** What is being asked **
Reproduce the lines of the material below, starting with the line that contains "of the beige" and ending with the line that contains "[(558, 354)]", both included.

— START Records to use —

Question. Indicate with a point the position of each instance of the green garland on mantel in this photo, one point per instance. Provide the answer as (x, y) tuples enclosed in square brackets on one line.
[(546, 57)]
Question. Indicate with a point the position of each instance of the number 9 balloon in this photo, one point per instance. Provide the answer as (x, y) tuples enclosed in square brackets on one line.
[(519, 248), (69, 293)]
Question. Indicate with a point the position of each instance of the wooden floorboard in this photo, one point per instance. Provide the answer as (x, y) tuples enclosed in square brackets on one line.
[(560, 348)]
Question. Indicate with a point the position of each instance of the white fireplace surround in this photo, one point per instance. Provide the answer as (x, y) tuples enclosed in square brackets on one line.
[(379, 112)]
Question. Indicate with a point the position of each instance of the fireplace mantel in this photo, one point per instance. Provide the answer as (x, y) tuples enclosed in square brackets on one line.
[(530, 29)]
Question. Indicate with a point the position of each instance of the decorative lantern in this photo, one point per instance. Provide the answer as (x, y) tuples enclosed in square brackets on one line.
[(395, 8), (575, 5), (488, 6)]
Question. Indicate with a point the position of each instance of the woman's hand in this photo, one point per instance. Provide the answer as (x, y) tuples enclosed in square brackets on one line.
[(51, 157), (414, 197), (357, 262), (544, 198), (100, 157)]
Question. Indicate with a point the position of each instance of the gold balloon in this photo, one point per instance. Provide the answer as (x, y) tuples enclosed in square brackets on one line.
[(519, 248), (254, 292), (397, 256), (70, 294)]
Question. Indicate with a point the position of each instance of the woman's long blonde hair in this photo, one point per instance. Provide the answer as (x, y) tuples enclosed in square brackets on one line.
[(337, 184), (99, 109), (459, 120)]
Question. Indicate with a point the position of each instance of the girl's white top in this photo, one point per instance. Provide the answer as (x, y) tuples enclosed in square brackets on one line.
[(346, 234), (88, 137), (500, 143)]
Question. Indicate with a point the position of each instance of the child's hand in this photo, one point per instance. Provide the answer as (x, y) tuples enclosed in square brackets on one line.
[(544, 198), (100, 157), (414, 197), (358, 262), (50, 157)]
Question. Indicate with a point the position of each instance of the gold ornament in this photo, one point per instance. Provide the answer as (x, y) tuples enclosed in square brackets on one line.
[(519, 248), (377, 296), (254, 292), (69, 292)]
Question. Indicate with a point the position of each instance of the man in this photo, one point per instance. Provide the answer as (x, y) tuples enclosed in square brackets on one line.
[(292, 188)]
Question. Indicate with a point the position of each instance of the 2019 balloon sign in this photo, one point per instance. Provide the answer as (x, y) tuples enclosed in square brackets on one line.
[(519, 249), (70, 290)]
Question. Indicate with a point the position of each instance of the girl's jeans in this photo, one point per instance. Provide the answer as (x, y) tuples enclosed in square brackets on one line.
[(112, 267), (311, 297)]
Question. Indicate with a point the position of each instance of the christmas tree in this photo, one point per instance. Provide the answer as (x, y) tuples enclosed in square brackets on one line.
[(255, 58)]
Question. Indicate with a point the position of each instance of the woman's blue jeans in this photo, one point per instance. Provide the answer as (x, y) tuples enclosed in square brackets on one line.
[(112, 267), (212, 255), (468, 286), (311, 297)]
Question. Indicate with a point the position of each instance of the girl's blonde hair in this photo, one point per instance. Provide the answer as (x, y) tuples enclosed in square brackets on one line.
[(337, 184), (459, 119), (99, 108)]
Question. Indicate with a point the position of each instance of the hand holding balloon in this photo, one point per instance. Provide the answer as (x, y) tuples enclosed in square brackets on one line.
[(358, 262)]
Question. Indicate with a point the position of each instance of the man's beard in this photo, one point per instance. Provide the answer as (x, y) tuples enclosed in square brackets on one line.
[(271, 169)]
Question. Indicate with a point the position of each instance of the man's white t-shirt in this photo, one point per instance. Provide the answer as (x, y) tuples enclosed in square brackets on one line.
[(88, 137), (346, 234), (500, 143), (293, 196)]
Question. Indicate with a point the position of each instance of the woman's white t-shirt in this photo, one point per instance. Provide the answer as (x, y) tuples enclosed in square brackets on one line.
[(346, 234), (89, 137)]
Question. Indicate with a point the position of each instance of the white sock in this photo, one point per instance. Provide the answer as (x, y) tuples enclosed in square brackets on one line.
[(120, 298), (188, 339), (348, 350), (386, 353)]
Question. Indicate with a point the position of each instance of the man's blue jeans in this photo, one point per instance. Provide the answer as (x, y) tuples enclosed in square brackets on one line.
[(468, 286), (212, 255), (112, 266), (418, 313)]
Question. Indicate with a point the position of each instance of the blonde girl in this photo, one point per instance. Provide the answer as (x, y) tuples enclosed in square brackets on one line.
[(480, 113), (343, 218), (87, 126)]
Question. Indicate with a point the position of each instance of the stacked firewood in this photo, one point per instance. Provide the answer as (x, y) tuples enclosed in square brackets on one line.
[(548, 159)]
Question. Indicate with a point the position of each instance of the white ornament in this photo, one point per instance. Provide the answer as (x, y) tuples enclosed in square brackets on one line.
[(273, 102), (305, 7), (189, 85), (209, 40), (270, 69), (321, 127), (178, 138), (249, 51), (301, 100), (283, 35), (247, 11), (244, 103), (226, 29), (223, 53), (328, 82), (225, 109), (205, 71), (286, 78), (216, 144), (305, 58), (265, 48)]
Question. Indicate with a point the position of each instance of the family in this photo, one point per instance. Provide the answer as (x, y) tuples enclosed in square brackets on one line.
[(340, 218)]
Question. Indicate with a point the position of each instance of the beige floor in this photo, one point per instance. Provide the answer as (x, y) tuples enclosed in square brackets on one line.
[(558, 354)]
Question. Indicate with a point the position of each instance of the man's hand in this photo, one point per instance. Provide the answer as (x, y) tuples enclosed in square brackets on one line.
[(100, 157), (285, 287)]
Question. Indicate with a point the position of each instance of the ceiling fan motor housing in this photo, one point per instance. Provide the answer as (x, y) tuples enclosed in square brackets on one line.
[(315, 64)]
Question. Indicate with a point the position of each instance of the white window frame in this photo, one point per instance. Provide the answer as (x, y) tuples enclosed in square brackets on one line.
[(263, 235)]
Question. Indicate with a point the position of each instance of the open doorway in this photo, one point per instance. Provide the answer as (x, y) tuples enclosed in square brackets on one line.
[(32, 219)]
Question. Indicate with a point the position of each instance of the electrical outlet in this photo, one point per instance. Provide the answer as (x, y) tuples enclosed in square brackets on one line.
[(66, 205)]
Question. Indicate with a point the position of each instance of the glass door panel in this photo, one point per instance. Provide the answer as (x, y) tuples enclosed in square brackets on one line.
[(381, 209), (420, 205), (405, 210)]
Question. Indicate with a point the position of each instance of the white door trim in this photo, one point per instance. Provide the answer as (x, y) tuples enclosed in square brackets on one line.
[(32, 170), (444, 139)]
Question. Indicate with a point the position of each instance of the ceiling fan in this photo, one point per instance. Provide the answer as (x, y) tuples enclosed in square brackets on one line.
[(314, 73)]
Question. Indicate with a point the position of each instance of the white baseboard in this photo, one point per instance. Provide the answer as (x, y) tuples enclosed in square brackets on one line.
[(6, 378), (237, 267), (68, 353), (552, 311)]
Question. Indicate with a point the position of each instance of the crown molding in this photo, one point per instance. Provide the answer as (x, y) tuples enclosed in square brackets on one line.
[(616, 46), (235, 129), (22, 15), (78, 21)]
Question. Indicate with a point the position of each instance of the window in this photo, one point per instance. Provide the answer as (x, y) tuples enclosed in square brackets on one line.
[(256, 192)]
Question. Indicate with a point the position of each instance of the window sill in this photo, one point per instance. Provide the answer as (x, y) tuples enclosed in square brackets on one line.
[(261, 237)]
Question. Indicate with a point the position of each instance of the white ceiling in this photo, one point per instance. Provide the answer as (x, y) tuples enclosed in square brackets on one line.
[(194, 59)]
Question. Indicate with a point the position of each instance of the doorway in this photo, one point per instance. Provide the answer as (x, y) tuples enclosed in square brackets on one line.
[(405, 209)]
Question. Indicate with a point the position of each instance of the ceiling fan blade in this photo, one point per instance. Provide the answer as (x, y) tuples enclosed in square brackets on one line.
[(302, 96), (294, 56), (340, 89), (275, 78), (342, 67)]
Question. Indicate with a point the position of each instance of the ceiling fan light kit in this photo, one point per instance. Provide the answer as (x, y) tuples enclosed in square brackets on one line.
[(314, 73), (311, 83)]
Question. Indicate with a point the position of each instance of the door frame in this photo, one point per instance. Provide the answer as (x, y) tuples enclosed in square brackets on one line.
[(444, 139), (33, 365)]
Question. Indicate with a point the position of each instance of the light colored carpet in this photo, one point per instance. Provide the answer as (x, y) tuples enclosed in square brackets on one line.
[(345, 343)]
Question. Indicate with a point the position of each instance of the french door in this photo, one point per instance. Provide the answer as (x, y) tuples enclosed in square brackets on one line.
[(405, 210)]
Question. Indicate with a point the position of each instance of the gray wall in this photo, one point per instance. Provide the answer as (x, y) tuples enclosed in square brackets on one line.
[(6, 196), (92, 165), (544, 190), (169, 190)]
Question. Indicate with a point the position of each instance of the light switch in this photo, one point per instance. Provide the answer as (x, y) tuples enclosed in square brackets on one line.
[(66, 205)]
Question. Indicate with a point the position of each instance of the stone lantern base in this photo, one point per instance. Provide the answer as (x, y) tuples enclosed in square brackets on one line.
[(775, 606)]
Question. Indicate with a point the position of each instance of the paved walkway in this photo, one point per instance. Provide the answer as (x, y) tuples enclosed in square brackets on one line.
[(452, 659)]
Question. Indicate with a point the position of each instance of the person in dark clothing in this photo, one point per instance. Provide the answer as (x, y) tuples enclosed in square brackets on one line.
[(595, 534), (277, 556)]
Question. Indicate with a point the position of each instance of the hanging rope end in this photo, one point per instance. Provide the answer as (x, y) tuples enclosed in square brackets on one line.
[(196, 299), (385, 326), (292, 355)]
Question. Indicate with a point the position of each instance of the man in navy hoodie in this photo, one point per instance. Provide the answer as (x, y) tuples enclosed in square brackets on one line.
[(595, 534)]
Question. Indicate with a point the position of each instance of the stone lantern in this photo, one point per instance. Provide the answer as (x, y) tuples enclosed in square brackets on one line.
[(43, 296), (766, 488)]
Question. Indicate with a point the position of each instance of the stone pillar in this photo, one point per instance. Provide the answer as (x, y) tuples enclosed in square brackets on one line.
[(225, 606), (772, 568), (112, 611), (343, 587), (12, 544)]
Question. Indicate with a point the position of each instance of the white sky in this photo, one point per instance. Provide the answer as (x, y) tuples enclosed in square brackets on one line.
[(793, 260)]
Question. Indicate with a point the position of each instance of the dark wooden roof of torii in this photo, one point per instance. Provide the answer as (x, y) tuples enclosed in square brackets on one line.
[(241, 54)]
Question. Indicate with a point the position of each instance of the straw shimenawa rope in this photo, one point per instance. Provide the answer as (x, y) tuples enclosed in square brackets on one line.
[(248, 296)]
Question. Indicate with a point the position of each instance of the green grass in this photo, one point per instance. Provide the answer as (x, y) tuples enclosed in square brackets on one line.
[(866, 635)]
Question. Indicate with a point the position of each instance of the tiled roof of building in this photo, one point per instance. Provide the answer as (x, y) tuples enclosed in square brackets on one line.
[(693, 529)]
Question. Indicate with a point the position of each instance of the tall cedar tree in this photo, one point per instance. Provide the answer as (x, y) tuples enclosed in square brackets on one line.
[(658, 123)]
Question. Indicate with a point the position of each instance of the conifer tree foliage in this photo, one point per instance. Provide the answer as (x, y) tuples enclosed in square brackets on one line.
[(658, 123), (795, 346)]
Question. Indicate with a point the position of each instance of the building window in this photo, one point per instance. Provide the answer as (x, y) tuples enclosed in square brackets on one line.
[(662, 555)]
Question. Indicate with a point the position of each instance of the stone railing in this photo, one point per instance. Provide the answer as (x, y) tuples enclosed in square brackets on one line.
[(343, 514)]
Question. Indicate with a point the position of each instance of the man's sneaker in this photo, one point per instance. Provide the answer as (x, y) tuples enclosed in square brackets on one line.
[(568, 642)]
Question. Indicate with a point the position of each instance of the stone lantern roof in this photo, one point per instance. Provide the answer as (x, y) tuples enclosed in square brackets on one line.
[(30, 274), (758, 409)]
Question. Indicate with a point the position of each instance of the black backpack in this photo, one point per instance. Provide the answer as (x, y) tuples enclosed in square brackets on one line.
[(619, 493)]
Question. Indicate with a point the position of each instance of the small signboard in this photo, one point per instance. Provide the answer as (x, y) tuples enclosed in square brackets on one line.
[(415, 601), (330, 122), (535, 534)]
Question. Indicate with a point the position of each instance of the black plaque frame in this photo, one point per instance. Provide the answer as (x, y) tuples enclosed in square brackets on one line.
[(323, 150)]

— END Records to use —

** Complete answer **
Question. Indicate with a point the position of each instance of the beige floor in this photo, one point per instance. Provide the answer as (x, y) tuples enclosed in square brackets on one line.
[(558, 354)]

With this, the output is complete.